After dropping stop words and focusing on words that appear in at least 1.5% of all tweets, we’re left with 68 words. For each of these 68 words I’ve created a new dummy variable indicating which tweets contain this word.

Model Authorship

I want to build a neural network to predict the political party of a tweet’s author. Let’s fit a neural network with two hidden states.

library(nnet)

tweets <- tweets %>%
    group_by(screenName) %>%
    mutate(weight = 1 / n()) %>%
    ungroup()

expvars <- function(data) {
    data %>%
        select(starts_with("word_")) %>%
        as.matrix()
}

set.seed(1)
fit <- nnet(
    y = tweets$republican,
    x = expvars(tweets),
    weights = tweets$weight,
    size = 2,
    maxit = 5000
)

And save its predictions in a variable named yhat.

tweets$yhat <- predict(fit, expvars(tweets))[, 1]

Evaluate Predictions

Let’s see how well our neural network predicts the political party associated with each tweet based on the words used.

tweets %>%
    ggplot(aes(x = yhat)) +
    geom_histogram(binwidth = 0.01) +
    facet_grid(party + name ~ ., scales = "free_y") +
    theme_bw() +
    xlab("Estimated Probability Tweet is by a Republican") +
    ylab("Number of Tweets")

- INSTRUCTIONS FOR THE TASK
Extend the R walkthrough on predicting a tweet author's political party, picking up right after the histogram code that closes it.

- SUPPLIED ENTRIES
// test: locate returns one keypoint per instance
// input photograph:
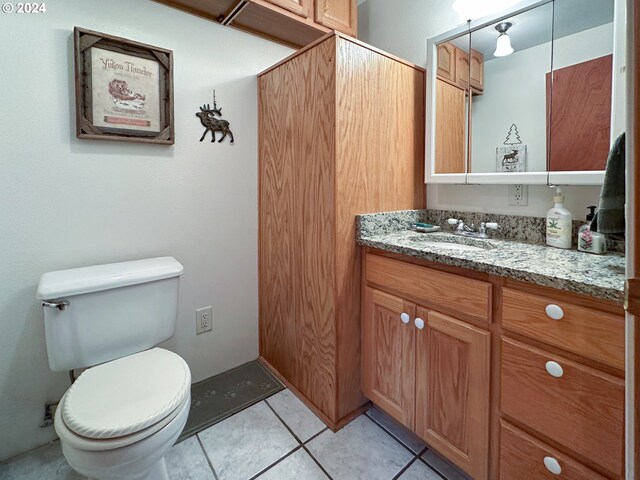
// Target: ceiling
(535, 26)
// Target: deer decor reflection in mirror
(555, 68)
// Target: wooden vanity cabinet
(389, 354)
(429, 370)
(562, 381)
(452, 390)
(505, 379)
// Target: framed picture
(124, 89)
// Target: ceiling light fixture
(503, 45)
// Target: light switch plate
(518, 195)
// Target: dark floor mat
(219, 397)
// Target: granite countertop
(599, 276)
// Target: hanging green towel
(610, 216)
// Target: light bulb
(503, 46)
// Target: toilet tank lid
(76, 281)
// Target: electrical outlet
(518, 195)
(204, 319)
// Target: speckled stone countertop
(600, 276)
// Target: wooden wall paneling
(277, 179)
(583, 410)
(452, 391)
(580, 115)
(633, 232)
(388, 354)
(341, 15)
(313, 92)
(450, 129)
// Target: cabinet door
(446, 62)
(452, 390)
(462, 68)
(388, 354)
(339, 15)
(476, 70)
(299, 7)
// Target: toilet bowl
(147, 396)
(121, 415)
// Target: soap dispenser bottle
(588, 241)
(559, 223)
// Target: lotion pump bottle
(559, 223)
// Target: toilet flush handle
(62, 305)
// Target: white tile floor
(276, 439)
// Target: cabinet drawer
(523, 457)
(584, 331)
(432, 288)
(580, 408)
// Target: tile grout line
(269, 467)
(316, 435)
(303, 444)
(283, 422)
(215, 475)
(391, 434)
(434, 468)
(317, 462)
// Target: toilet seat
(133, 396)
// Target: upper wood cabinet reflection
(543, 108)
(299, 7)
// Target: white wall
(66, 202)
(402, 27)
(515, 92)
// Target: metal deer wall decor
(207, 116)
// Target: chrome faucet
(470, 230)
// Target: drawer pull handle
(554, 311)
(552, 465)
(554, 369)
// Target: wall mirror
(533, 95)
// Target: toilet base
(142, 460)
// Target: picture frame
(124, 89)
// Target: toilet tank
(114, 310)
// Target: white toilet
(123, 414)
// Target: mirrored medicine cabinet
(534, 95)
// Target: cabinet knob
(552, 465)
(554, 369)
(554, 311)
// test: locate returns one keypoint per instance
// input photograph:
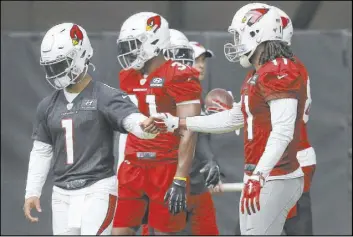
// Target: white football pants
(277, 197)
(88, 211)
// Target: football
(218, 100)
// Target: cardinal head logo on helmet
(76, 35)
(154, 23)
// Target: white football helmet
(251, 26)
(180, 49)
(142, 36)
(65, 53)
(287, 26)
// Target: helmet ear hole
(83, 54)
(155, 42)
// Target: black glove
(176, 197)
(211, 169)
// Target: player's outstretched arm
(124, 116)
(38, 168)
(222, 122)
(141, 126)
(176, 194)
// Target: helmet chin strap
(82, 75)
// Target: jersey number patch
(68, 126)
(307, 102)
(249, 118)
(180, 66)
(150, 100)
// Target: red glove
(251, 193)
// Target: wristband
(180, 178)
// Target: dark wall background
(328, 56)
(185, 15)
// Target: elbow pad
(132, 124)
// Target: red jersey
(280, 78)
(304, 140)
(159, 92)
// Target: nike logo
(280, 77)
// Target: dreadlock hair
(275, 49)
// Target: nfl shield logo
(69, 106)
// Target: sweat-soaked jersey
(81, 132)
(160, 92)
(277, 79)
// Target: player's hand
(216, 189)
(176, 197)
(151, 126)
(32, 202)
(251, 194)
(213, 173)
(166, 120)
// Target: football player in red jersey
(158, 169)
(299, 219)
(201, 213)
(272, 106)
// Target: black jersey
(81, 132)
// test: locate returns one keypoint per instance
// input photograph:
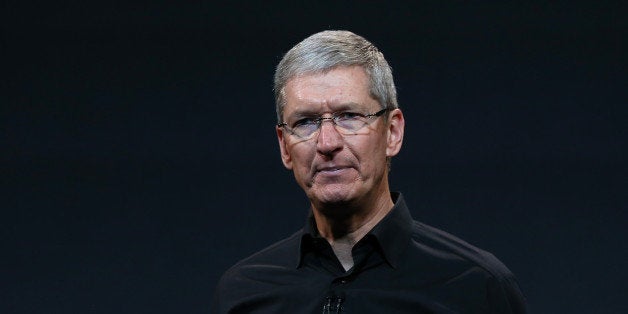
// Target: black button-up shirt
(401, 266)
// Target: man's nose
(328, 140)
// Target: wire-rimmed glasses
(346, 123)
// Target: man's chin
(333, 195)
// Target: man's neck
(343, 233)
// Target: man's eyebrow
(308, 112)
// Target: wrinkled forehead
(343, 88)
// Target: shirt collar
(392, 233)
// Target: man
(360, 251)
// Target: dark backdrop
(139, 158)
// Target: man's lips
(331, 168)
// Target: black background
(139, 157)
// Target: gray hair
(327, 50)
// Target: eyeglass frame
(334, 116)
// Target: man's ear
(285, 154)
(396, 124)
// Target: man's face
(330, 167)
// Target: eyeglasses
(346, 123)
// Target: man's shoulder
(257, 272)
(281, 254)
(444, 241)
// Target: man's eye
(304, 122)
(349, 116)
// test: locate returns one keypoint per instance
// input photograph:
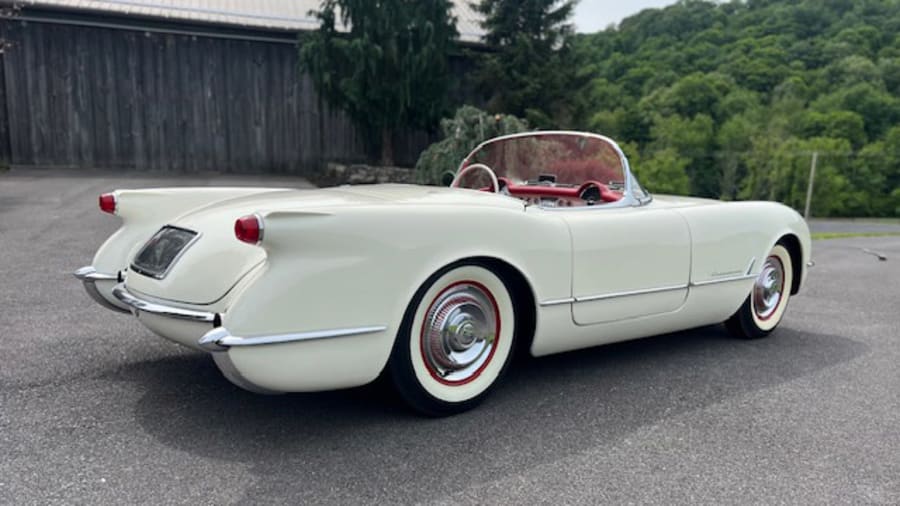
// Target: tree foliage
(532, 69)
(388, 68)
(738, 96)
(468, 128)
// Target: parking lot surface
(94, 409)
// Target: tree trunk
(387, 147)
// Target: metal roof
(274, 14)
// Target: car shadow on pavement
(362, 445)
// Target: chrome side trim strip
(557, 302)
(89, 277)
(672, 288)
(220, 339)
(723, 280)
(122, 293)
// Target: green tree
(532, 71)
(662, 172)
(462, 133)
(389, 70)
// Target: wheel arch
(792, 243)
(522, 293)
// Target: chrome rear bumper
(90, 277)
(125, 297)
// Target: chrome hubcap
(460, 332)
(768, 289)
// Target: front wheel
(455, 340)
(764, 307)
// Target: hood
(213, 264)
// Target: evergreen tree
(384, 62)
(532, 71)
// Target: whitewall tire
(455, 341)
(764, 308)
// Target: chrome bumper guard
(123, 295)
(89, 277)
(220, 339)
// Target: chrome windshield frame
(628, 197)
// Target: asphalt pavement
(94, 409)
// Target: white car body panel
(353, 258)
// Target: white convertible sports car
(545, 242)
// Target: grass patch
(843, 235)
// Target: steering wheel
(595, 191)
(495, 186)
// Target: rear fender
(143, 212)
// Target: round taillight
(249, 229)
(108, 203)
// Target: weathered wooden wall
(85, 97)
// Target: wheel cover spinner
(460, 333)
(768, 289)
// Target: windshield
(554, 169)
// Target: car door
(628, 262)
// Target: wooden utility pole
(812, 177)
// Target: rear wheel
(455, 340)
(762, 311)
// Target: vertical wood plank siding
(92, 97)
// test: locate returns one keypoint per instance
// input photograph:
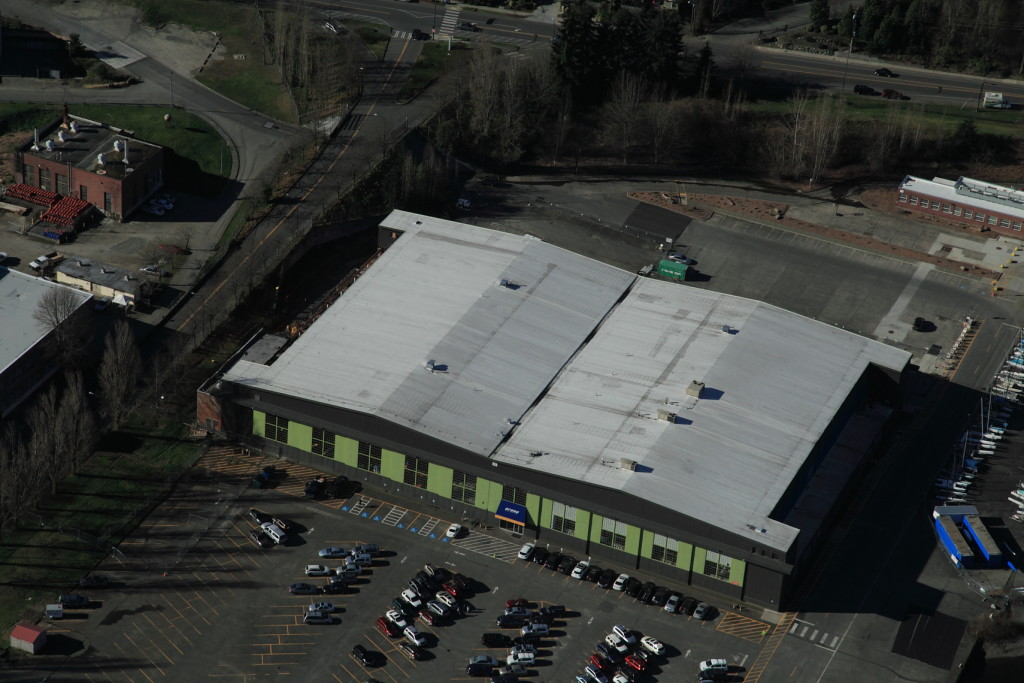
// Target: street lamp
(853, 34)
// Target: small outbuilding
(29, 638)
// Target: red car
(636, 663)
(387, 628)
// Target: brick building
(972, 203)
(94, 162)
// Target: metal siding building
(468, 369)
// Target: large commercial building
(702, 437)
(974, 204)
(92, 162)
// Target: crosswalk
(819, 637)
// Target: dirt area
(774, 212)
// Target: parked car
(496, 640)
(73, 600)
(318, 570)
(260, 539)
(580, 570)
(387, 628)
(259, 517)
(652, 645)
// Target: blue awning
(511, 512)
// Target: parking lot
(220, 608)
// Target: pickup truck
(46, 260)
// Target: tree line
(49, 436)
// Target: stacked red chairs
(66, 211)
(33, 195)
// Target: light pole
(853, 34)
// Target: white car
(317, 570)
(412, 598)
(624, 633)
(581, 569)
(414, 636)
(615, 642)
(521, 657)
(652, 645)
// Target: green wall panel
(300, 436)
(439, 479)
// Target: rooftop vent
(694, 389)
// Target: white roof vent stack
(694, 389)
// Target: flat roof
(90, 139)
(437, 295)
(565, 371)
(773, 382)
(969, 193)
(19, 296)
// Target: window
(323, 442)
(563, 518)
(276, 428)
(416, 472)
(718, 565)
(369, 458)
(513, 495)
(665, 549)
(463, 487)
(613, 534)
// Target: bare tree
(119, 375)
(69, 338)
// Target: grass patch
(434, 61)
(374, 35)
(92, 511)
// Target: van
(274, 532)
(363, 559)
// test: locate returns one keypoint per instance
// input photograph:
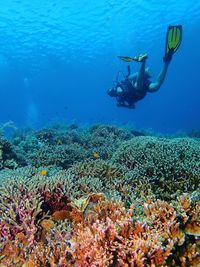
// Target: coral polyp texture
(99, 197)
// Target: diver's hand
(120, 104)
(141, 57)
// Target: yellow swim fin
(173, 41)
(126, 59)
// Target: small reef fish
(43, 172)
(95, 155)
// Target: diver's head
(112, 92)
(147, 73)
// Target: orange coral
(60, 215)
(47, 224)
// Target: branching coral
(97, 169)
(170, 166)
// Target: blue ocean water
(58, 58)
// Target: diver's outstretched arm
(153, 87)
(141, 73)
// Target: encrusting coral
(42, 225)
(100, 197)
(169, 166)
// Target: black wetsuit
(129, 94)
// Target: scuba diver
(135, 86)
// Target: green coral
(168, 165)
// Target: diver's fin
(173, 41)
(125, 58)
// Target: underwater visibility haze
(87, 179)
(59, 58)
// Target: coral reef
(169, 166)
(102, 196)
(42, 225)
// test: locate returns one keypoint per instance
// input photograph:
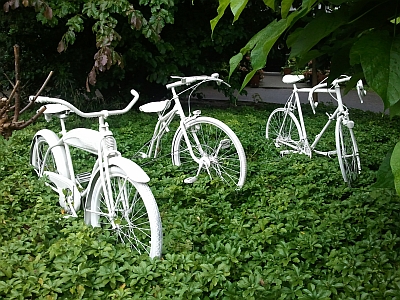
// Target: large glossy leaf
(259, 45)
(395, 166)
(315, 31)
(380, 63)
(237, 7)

- EXPECTED OUTPUT
tweets <- tweets %>%
    mutate(correct = (republican & (yhat > 0.5)) | (!republican & (yhat < 0.5)))

The model accurately predicts the political party of 78% of tweets.

Interpret Neural Network

The plot below embeds the 68 words extracted from the 1823 tweets in a two-dimensional space. The x- and y-coordinates are edge weights from the neural network. The x-coordinate reports the weight from the node indicating the word was included in the tweet to the first hidden node. The y-coordinate reports the weight from the input word to the second hidden node. I have colored each word based on the probability a tweet containing only that word would be authored by a Republican. A tweet about “obamacare” is likely written by a Republican, while a tweet about “dreamers” is likely written by a Democrat.

library(ggrepel)

my_coef <- function(object) {
    x <- data.frame(coefficient = coef(object))
    x$edge <- row.names(x)
    row.names(x) <- NULL
    x %>%
        separate(col = "edge", into = c("source", "destination"), sep = "->")
}

plot_nnet <- function(fit, tweets) {
    beta <- my_coef(fit)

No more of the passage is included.